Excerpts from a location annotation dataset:
---------------

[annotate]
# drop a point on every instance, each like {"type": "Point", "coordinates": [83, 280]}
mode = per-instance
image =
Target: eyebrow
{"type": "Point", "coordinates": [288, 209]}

---------------

> **Short task**
Set out every row above as a Markdown table with the columns No. and Line, numbering the rows in order and skipping any blank lines.

> **Exercise output**
| No. | Line |
|---|---|
| 1 | [annotate] |
| 2 | # drop a point on every instance, each like {"type": "Point", "coordinates": [83, 280]} |
| 3 | mode = per-instance |
| 4 | image = |
| 5 | Target: eyebrow |
| 6 | {"type": "Point", "coordinates": [288, 209]} |